■ **Aim of the task**: Scan the records beneath this line for the line holding "Target: green meadow" and the line holding "[(767, 355), (400, 90)]", then transcribe exactly those two and all lines between.

<<<<

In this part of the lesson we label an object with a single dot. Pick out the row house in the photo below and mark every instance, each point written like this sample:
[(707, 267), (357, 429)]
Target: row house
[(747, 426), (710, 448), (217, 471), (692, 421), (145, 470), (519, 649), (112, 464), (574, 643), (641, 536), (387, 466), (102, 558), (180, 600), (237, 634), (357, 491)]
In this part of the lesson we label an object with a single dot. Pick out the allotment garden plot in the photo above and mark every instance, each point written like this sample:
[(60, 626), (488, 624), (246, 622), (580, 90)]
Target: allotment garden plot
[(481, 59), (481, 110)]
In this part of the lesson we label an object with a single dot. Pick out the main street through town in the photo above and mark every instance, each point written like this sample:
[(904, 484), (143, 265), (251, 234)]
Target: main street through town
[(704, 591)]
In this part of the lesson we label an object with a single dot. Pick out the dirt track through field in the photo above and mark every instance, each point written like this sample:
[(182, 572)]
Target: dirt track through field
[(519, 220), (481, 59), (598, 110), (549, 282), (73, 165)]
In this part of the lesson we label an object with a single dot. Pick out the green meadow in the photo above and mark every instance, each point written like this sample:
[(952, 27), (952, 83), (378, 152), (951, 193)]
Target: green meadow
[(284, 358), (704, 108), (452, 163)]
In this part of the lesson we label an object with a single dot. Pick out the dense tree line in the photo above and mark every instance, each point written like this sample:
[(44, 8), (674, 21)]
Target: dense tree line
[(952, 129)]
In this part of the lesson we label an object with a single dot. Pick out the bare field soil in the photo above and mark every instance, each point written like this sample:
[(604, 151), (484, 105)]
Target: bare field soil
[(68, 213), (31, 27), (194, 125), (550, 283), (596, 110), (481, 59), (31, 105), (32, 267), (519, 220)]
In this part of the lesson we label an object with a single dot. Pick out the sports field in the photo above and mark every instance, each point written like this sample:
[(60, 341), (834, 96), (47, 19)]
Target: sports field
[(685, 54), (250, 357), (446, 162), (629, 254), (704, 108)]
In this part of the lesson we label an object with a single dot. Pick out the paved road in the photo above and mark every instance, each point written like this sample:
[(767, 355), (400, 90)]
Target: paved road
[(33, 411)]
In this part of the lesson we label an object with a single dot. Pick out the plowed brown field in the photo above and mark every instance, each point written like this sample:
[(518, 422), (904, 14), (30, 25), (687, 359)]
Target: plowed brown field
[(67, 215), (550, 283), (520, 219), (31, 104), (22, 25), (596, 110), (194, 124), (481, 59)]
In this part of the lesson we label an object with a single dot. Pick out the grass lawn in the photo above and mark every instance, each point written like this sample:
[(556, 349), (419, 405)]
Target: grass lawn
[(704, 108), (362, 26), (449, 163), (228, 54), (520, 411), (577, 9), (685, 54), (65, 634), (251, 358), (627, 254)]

>>>>

■ **Output for this exercise**:
Target: green meadow
[(284, 358), (704, 108), (452, 163)]
In this part of the lesson we label an object with a single dot. Pick out the dense tree line in the photo above and mark every instance, each point written like this sample:
[(44, 8), (674, 21)]
Target: dense tree line
[(952, 129)]
In this part of the lesson we label an object with a single dot. Pick out the bare field soil in the photo above and mark every instance, each point written like this sample:
[(604, 151), (484, 105)]
Target: bare field soil
[(68, 213), (31, 27), (194, 125), (550, 283), (596, 110), (481, 59), (31, 105), (32, 267), (519, 220)]
In this part of the lesson we label an object with a single dot. Pick out the sports field in the photo above and mark every instance, each point written like this sample:
[(60, 341), (834, 96), (47, 19)]
Target: sports field
[(685, 54), (250, 357), (446, 162), (629, 254), (704, 108)]
In this part of the lesson we label an object with a single dot. Pick out the paved road in the photo above and mark every instance, each point written like this sample:
[(767, 355), (400, 90)]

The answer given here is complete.